A great way to introduce food for insects is that space beneath your car. It’s only the tyres that need support so plant it up with low growers like chamomile, ajuba, thyme, or Lysimachus Nummularia Aurea, better known as Golden Creeping Jenny.

Frame Your Doorway Or Window – Or Both!

Try a couple of flowering cherries, standard hollies, bay, or interesting topiary on either side of your front door to welcome you home all year round.

Choose A Theme

If you’re keen then a themed front garden looks spectacular. Cottage garden is always popular. Pick up some wisteria, hydrangeas, tea roses, hollyhocks, lavenders, and wildflower seeds to fill the gaps.

Or if you prefer structure go Japanese with acers, white-barked small trees, bamboo, and a water feature such as a birdbath with a solar fountain. Topiary such as box balls or yew cones look good in a structured garden with white stone chips to keep the weeds down.

++++++++++++++++++++

* _Set problem A_: Return every line of the entries below that contains the word "Target".

* _Records to use_:
++++++++++++++++++++

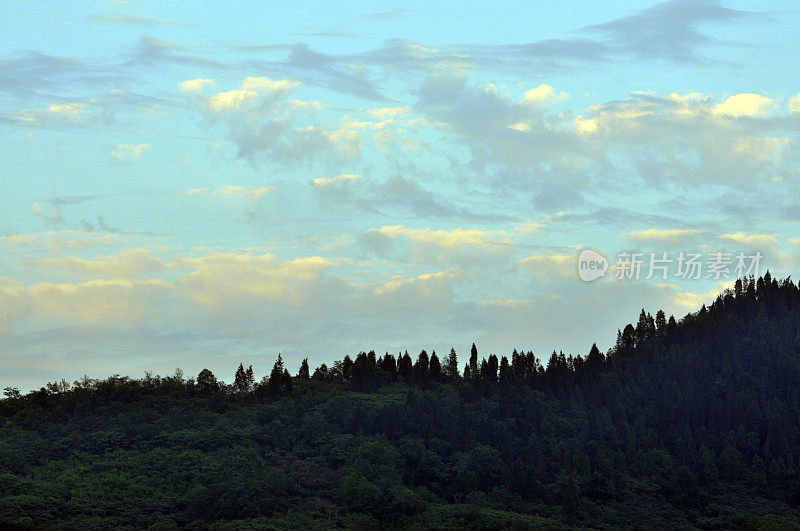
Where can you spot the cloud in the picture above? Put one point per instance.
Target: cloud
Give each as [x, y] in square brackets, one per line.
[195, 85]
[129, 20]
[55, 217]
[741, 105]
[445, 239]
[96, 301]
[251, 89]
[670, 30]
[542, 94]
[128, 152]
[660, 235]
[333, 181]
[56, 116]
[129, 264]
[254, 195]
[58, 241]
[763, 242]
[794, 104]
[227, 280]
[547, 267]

++++++++++++++++++++

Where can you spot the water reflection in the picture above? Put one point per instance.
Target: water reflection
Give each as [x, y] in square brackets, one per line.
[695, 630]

++++++++++++++++++++

* _Set problem B_: From the front garden text, return the passage from "Choose A Theme" up to and including "fill the gaps.", copied word for word.

* _Correct result A_:
Target: cloud
Target: water reflection

* _Correct result B_:
Choose A Theme

If you’re keen then a themed front garden looks spectacular. Cottage garden is always popular. Pick up some wisteria, hydrangeas, tea roses, hollyhocks, lavenders, and wildflower seeds to fill the gaps.